§ **Record excerpts**
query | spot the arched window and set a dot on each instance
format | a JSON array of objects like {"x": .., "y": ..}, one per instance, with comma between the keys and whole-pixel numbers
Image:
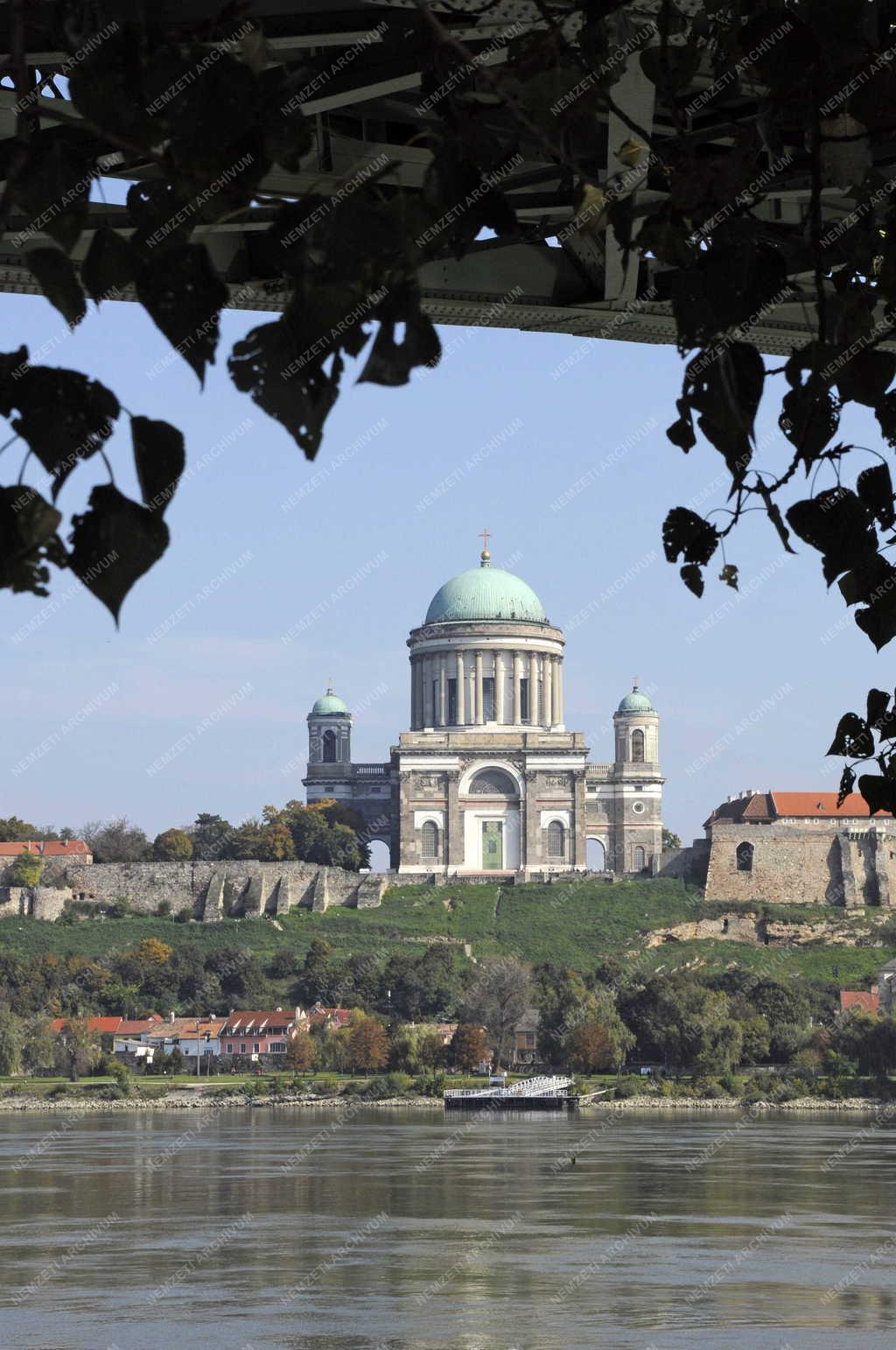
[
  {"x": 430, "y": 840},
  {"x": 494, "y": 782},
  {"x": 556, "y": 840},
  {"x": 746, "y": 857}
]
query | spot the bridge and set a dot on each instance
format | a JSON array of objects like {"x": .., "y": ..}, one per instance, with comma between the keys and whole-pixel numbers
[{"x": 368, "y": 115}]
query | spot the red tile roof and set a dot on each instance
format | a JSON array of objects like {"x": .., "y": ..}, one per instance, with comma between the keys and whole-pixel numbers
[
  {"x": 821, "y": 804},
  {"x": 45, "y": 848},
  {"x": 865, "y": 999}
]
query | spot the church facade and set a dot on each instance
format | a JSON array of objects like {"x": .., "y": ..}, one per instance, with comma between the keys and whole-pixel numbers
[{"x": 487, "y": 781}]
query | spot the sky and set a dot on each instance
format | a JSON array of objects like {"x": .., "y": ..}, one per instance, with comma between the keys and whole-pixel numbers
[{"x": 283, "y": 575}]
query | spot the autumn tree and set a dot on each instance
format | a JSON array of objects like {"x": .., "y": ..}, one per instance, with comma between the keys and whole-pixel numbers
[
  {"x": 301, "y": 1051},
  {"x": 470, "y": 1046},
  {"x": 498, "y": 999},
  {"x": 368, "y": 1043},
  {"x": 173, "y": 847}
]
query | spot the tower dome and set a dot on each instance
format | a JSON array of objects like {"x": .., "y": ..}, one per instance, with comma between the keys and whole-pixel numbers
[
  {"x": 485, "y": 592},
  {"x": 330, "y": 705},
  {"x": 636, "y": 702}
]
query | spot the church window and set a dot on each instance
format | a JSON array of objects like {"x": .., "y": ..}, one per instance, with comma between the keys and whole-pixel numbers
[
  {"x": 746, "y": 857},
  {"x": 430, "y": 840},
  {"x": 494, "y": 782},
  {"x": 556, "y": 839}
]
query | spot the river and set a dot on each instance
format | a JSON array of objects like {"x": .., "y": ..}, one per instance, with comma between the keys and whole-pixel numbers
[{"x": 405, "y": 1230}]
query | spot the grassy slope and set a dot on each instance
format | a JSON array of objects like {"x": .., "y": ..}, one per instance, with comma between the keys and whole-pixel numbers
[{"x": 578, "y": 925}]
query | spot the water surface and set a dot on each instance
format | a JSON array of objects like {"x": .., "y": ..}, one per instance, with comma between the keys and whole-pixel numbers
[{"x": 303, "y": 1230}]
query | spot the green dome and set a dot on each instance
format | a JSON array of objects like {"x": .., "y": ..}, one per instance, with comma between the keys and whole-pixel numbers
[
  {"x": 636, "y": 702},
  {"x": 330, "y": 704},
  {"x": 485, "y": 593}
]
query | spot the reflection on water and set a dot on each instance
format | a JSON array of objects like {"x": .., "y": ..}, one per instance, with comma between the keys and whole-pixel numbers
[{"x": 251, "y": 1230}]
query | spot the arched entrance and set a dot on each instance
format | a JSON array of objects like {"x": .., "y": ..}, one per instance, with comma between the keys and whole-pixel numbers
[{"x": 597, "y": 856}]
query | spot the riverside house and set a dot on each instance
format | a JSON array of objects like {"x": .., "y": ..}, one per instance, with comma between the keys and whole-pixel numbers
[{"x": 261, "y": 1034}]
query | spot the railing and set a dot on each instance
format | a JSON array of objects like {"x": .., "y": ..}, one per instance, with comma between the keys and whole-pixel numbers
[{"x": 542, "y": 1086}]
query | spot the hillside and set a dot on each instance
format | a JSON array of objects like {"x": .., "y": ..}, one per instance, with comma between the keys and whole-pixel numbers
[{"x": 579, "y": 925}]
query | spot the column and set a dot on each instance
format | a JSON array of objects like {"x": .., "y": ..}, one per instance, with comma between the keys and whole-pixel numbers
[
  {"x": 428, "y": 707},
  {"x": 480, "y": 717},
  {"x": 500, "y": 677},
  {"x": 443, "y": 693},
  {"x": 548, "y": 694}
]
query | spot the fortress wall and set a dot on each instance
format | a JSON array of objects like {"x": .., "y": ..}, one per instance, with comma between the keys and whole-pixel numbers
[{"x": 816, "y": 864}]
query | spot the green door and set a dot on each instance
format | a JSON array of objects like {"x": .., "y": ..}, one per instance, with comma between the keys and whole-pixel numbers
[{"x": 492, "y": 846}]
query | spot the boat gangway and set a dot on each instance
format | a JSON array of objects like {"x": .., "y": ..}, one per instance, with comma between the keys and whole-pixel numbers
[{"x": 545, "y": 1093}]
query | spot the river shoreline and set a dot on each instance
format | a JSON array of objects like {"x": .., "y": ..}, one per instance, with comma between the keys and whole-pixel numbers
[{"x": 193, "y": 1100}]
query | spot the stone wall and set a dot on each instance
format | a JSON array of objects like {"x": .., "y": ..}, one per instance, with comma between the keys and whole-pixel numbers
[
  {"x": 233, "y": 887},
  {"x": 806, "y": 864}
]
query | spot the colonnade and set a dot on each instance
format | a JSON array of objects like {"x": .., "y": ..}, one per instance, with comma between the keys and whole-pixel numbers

§ **Goal**
Beginning at the line where "query | spot the boat" appears, extract each line through the end of the data above; keep them exact and include nothing else.

§ **Solution to the problem**
query | spot the boat gangway and set a dot on each instance
format | a JSON array of objects like {"x": .., "y": ..}, one per instance, with comma between the keys and whole-pixel numbers
[{"x": 545, "y": 1093}]
query | spot the river shoreline and set a dot on each instance
format | a JSON array of objects like {"x": .., "y": ..}, one per instance, with comma between the keys and whole-pixel numbers
[{"x": 193, "y": 1100}]
query | spot the stone wall and set a dot on each instance
format | a JSON array of objects like {"x": .., "y": ..}, one per instance, with comma between the keys and whole-pixel numbers
[
  {"x": 233, "y": 887},
  {"x": 806, "y": 864}
]
query | spot the colonnade and set a dot on each instance
format | a JSON array of objects like {"x": .., "y": ..}, one per instance, with comma between the keys and whole-pixel numbers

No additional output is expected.